The use of infrared thermography in electronics and electrical industry allows contactless measurement of surface temperatures with an infrared camera without contacting temperature sensors. It is an elegant, non-invasive optical temperature measurement method for simultaneous and temporally high-resolution detection of a number of measurement points.
The thermographic inspection of electronic components and assemblies is an established test procedure for failure detection and quality management – from the development of first prototypes to serial production. This enables, for example, the following to be detected:
- Hotspots and atypical temperature distributions on the surface of printed circuit boards, integrated circuits and multichip modules
- Increased contact resistances
- Increased resistance due to constriction of wires
- Hidden cracks in joints
- Power losses due to RF mismatch
- Incorrect thermal connections of heat sinks
- Short circuits, soldering defects such as cold solder joints
Thermographic analysis during each development step provides important conclusions for the optimisation of heat management and the design of complex electronic assemblies. In electronics production thermographic temperature measurement is used as a versatile instrument for quality assurance. High-performance thermography has become indispensable for setting critical technological parameters and their permanent monitoring as well as for inline testing of products in the production process and their final functional test.

== EXTRACTED MATERIAL ==
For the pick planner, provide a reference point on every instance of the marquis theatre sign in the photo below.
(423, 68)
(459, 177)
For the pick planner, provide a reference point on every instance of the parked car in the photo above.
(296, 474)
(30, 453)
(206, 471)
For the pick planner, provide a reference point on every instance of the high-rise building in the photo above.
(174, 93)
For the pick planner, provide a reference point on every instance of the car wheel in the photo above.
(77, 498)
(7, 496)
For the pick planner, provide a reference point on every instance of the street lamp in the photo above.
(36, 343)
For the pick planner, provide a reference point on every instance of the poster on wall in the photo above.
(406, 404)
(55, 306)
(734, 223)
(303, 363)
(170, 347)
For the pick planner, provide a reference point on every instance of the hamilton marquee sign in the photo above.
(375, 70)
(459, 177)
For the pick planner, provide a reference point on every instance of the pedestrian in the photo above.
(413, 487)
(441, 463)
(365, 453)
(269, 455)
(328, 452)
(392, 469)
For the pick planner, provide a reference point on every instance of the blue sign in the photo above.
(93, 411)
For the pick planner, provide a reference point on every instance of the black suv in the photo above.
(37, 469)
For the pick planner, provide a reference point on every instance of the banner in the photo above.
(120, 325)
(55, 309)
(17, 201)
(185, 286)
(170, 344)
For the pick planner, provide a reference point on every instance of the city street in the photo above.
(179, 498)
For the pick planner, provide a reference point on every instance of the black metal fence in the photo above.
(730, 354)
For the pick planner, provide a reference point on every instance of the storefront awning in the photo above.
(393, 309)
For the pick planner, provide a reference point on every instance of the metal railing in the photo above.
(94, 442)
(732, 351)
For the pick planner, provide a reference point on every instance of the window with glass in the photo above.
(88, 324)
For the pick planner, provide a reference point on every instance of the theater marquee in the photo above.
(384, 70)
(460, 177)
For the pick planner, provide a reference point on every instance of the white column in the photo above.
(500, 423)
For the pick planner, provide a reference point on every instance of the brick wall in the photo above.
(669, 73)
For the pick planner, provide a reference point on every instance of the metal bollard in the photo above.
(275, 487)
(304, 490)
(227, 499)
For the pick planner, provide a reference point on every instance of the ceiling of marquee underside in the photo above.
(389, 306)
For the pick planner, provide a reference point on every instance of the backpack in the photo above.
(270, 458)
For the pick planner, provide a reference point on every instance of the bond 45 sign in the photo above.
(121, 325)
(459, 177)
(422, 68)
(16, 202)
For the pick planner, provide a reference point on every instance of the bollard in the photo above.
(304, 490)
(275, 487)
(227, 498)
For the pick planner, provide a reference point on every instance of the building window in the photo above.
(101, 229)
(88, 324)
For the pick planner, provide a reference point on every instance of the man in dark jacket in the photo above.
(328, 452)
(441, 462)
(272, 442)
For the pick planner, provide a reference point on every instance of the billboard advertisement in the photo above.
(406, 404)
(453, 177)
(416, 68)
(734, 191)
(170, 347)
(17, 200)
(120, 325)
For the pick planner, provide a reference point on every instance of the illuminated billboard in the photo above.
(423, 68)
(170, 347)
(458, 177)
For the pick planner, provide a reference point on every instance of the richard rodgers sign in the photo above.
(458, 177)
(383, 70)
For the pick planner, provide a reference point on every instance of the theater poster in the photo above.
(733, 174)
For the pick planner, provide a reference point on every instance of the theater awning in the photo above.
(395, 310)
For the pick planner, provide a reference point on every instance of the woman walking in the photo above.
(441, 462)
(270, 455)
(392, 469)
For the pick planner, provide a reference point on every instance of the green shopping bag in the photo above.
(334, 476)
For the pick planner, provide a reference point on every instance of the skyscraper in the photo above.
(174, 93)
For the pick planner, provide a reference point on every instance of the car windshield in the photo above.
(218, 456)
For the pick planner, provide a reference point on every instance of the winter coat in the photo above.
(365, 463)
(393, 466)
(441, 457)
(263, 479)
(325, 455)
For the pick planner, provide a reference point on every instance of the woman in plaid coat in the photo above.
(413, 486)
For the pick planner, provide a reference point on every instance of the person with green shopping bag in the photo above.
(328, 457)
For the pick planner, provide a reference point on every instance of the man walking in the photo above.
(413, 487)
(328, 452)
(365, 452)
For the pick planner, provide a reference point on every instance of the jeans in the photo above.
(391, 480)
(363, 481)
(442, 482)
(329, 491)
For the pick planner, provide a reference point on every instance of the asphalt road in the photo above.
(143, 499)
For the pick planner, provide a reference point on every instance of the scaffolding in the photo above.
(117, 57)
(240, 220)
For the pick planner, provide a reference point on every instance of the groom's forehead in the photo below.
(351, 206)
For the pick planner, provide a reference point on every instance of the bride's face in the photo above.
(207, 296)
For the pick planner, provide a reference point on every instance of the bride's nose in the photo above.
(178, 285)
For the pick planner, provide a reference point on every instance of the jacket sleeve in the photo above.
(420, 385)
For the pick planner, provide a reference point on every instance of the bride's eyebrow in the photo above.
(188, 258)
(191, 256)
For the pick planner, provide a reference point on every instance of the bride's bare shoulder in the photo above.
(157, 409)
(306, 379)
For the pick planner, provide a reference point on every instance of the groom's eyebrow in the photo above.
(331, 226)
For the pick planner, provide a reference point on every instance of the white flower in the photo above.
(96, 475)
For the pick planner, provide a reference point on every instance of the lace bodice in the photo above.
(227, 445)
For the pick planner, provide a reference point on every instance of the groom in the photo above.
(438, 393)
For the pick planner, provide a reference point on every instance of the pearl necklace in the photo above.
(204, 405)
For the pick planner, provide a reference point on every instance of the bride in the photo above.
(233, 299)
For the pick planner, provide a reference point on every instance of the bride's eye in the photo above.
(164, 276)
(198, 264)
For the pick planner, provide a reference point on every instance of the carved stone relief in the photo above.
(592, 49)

== SET OF TASKS ==
**A)** In the thermography text, reproduce everything from "The use of infrared" down to "of measurement points.", swapping "infrared camera" for "thermal imaging camera".
**B)** According to the thermography text, what two purposes is thermographic inspection of electronic components and assemblies an established test procedure for?

== ANSWERS TO THE TASKS ==
**A)**
The use of infrared thermography in electronics and electrical industry allows contactless measurement of surface temperatures with an thermal imaging camera without contacting temperature sensors. It is an elegant, non-invasive optical temperature measurement method for simultaneous and temporally high-resolution detection of a number of measurement points.

**B)** Failure detection and quality management.